— START OF Data supplied —

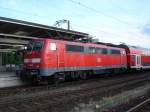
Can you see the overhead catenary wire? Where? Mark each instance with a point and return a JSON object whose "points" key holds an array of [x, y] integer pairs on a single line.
{"points": [[104, 14], [99, 12]]}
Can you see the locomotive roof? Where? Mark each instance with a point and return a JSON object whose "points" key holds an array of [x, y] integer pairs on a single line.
{"points": [[81, 43]]}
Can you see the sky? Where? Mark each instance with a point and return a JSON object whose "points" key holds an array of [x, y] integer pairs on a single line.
{"points": [[113, 21]]}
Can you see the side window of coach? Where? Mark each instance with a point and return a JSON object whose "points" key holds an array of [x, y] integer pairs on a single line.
{"points": [[114, 51], [74, 48]]}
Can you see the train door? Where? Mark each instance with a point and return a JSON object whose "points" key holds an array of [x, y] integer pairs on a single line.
{"points": [[60, 55], [138, 61]]}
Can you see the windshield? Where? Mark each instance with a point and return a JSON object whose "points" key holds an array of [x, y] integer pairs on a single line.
{"points": [[35, 46]]}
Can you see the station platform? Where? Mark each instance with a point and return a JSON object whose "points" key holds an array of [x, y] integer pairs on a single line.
{"points": [[9, 79]]}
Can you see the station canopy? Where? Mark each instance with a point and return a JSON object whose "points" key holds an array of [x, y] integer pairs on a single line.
{"points": [[16, 33]]}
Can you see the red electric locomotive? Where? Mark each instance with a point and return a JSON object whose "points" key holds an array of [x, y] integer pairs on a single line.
{"points": [[48, 58]]}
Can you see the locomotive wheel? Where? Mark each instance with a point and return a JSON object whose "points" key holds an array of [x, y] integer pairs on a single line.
{"points": [[83, 76]]}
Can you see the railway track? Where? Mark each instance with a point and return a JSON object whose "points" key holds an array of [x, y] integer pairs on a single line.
{"points": [[30, 89], [141, 107], [52, 97]]}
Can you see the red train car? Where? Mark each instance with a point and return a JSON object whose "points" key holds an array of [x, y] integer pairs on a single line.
{"points": [[48, 57], [137, 58]]}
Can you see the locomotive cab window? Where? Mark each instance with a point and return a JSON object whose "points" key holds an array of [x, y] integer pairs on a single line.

— END OF Data supplied —

## Exercise prompt
Would you give again, word for word, every line from the one with "Can you see the train" through the final line of the listing above?

## Correct response
Can you see the train door? Where? Mark each instance with a point and return a JSON object whose "points" key holds an array of [x, y] integer pairs on a single line.
{"points": [[60, 55], [138, 61]]}
Can you see the windshield? Where? Mark each instance with a point and return a JSON object whose "points" key holds an array of [x, y] integer pairs on a single line.
{"points": [[35, 46]]}
Can you see the station platform? Where? Mark each instance with a point and return a JSON object whose "points" key holds an array of [x, y] integer pairs on a single line.
{"points": [[9, 79]]}
Can you see the station canopy? Where? Mark each instance with a point and return a JSON object whose "points" key holds an array of [x, y] integer pairs on a single line.
{"points": [[16, 33]]}
Can you see the red electric locomotive? Where? Mark each instance with a point and return a JSON object whose "points" key holds an array of [x, y] integer pairs on a single line.
{"points": [[48, 58]]}
Can you see the locomotive wheel? Where? Mark each instance with a point and return a JSON object whose "points" key holds an array of [x, y] integer pairs on a single line.
{"points": [[83, 76]]}
Can you see the railway track? Where? Mark each instance with a point and return a JSON object whose "points" key holds an array of [x, y] integer pairs on a single line.
{"points": [[30, 89], [141, 107], [52, 97]]}
Can you see the red train car? Where? Mark each instance with a point and return a JSON object whose "points" key holds an array of [x, y] integer pairs on a single line.
{"points": [[48, 57], [137, 58]]}
Can you see the locomotive cab window? Where? Mark each instance with a point and return a JSON object whose "points" key holds an array of [x, y] integer pairs on a single line.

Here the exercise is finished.